TASK DESCRIPTION –
Report each line of the material below where the word "every" can be found.

START GIVEN DATA

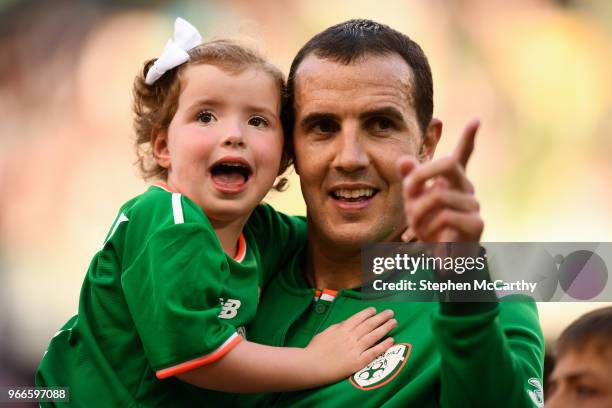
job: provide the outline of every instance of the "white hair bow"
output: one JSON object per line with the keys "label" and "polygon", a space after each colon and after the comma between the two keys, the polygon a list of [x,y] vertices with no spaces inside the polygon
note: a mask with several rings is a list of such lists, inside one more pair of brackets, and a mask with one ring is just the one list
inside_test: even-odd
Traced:
{"label": "white hair bow", "polygon": [[189,61],[187,51],[200,44],[202,44],[202,36],[198,30],[188,21],[178,17],[174,22],[174,41],[172,39],[168,40],[162,54],[149,68],[145,77],[145,84],[153,84],[166,71]]}

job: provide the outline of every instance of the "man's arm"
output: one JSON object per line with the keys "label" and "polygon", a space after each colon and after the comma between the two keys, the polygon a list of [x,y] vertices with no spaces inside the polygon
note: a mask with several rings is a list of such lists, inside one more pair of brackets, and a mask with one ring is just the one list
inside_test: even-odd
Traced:
{"label": "man's arm", "polygon": [[[400,160],[409,233],[423,242],[480,242],[484,222],[465,168],[479,122],[453,154]],[[448,278],[448,277],[445,277]],[[441,303],[433,318],[443,407],[541,407],[544,345],[533,302]]]}
{"label": "man's arm", "polygon": [[440,406],[543,406],[544,340],[534,302],[441,306],[433,318]]}

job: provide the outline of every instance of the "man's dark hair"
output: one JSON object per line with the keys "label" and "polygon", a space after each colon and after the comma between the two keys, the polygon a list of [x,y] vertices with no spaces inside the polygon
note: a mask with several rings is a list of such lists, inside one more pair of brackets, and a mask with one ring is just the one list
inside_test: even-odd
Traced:
{"label": "man's dark hair", "polygon": [[[349,20],[320,32],[297,53],[287,79],[287,98],[284,109],[285,132],[293,133],[295,122],[295,73],[308,55],[341,64],[350,64],[367,55],[398,54],[414,74],[414,105],[422,132],[433,115],[433,81],[429,62],[421,47],[408,36],[372,20]],[[287,137],[286,140],[291,140]],[[291,151],[292,149],[290,149]]]}
{"label": "man's dark hair", "polygon": [[612,347],[612,306],[593,310],[570,324],[557,340],[557,358],[590,344]]}

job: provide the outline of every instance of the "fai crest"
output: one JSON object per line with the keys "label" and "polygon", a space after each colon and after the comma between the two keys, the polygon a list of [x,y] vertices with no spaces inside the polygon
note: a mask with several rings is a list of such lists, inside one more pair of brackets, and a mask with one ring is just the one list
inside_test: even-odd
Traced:
{"label": "fai crest", "polygon": [[531,385],[531,390],[527,390],[527,394],[531,398],[531,401],[536,407],[542,408],[544,406],[544,389],[542,382],[537,378],[530,378],[527,383]]}
{"label": "fai crest", "polygon": [[349,381],[360,390],[382,387],[391,381],[404,367],[412,344],[400,343],[391,347],[374,361],[353,374]]}

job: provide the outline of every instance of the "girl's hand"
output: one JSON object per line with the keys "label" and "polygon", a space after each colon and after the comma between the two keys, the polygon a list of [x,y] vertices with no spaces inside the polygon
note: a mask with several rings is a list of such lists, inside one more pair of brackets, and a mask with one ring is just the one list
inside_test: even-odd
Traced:
{"label": "girl's hand", "polygon": [[395,326],[392,310],[376,314],[376,309],[369,307],[328,327],[306,346],[312,362],[325,363],[314,364],[314,375],[330,383],[361,370],[393,345],[393,338],[379,341]]}

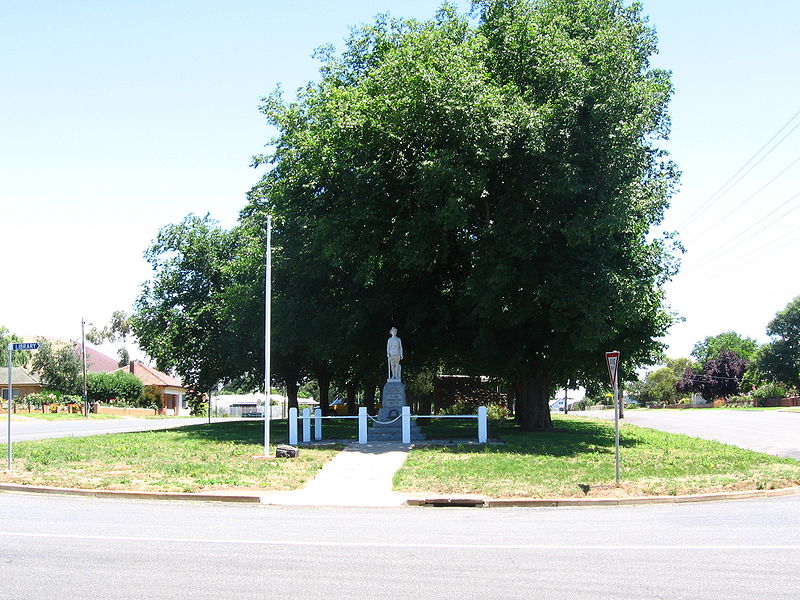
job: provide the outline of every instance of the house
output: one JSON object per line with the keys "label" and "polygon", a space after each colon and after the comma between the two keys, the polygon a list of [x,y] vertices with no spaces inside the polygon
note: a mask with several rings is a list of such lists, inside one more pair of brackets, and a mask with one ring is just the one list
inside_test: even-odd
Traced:
{"label": "house", "polygon": [[[80,344],[73,344],[72,351],[75,355],[83,359]],[[119,369],[119,361],[102,352],[86,346],[86,372],[87,373],[112,373]]]}
{"label": "house", "polygon": [[[8,400],[8,368],[0,369],[0,387],[3,400]],[[16,400],[20,400],[34,392],[42,391],[42,382],[38,375],[23,367],[11,367],[11,389]]]}
{"label": "house", "polygon": [[117,371],[132,373],[141,380],[145,390],[158,394],[161,397],[161,406],[163,406],[161,414],[170,416],[191,414],[189,401],[186,398],[186,392],[189,390],[179,379],[153,367],[148,367],[138,360],[132,360],[127,367],[122,367]]}

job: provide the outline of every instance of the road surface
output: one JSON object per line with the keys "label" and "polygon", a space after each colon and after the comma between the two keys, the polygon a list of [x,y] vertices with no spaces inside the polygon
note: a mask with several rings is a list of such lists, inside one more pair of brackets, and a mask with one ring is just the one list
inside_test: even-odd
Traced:
{"label": "road surface", "polygon": [[[571,414],[614,419],[613,410]],[[683,433],[800,460],[800,413],[776,410],[626,410],[623,423]],[[800,536],[800,533],[798,533]]]}
{"label": "road surface", "polygon": [[796,600],[800,497],[275,508],[0,494],[0,598]]}
{"label": "road surface", "polygon": [[[7,415],[0,415],[0,444],[8,440]],[[211,419],[212,423],[236,421],[238,419]],[[140,419],[126,417],[122,419],[64,419],[63,421],[44,421],[41,419],[11,420],[11,440],[41,440],[58,437],[86,437],[104,433],[128,433],[131,431],[150,431],[154,429],[174,429],[187,425],[208,423],[208,417],[190,417],[180,419]]]}

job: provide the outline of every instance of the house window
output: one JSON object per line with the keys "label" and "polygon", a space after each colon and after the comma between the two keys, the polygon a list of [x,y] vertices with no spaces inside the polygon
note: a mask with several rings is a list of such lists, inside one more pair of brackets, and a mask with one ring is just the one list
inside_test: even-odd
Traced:
{"label": "house window", "polygon": [[[12,381],[11,383],[14,382]],[[14,388],[14,398],[19,398],[21,391],[19,388]],[[3,400],[8,400],[8,388],[3,388]]]}
{"label": "house window", "polygon": [[186,396],[181,396],[181,406],[183,408],[189,408],[189,400],[187,400]]}

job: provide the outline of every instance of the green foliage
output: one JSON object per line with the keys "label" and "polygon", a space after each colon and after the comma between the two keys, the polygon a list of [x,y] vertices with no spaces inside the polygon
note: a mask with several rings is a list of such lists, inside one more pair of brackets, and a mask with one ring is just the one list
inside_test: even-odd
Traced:
{"label": "green foliage", "polygon": [[549,428],[555,382],[605,378],[610,347],[653,362],[673,320],[671,241],[650,233],[677,180],[656,146],[672,88],[638,6],[475,9],[477,27],[448,5],[379,18],[296,101],[266,98],[278,137],[243,230],[275,217],[296,372],[365,370],[393,324],[406,368],[507,378],[521,422]]}
{"label": "green foliage", "polygon": [[36,408],[42,408],[45,404],[78,404],[82,402],[80,396],[62,394],[56,390],[42,390],[25,396],[21,402],[30,403]]}
{"label": "green foliage", "polygon": [[[7,327],[0,325],[0,349],[2,349],[3,360],[2,364],[7,364],[7,348],[9,344],[18,344],[23,339],[18,335],[11,333]],[[25,367],[31,360],[31,352],[29,350],[18,350],[11,353],[11,365],[14,367]]]}
{"label": "green foliage", "polygon": [[765,383],[753,390],[753,398],[763,400],[765,398],[785,398],[788,389],[783,384],[777,382]]}
{"label": "green foliage", "polygon": [[53,348],[45,338],[39,338],[39,350],[31,368],[41,377],[42,385],[62,394],[80,394],[83,388],[83,363],[72,346]]}
{"label": "green foliage", "polygon": [[107,402],[111,399],[135,403],[144,392],[142,381],[132,373],[89,373],[86,376],[86,390],[89,399]]}
{"label": "green foliage", "polygon": [[139,405],[142,408],[152,408],[160,413],[164,410],[164,398],[161,396],[161,392],[157,387],[145,386],[142,397],[139,400]]}
{"label": "green foliage", "polygon": [[205,417],[208,414],[208,399],[202,393],[189,391],[186,399],[193,417]]}
{"label": "green foliage", "polygon": [[[443,415],[474,415],[477,414],[478,409],[471,402],[456,401],[447,408],[442,409]],[[486,406],[486,417],[488,419],[508,419],[511,417],[511,411],[505,404],[488,404]]]}
{"label": "green foliage", "polygon": [[692,361],[688,358],[667,358],[665,367],[648,373],[644,379],[627,387],[641,404],[675,404],[681,396],[675,384],[680,381],[684,371],[691,367]]}
{"label": "green foliage", "polygon": [[235,248],[232,233],[208,216],[190,215],[163,227],[145,254],[154,274],[136,301],[131,328],[158,369],[177,372],[197,389],[238,373],[237,338],[247,330],[226,317],[223,301]]}
{"label": "green foliage", "polygon": [[723,350],[733,352],[749,362],[758,350],[758,342],[753,338],[742,337],[735,331],[725,331],[697,342],[692,348],[692,356],[700,365],[705,365],[709,360],[717,358]]}
{"label": "green foliage", "polygon": [[800,296],[767,325],[772,338],[755,357],[755,369],[765,378],[800,388]]}

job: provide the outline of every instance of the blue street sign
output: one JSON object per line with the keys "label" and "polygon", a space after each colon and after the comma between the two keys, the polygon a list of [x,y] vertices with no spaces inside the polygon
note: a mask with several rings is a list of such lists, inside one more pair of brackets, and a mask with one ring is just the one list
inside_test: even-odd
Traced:
{"label": "blue street sign", "polygon": [[11,344],[12,350],[38,350],[39,344],[36,342],[27,342],[24,344]]}

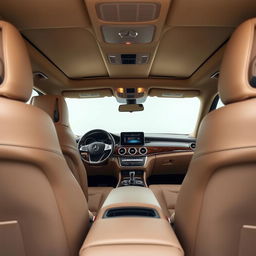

END GIVEN DATA

WRITTEN RESPONSE –
job: provide the outline of every instance of the "white hair bow"
job: provide the outline of every instance of the "man's arm"
job: provide the outline of every instance of the "man's dark hair"
job: provide the outline of every instance of the "fai crest"
job: provide the outline of every instance of the "girl's hand"
job: provide the outline of every instance of the house
job: provide the outline of every instance of the road surface
job: provide the outline of every instance of the house window
job: provide the outline of every instance of the green foliage
job: provide the outline of every instance of the blue street sign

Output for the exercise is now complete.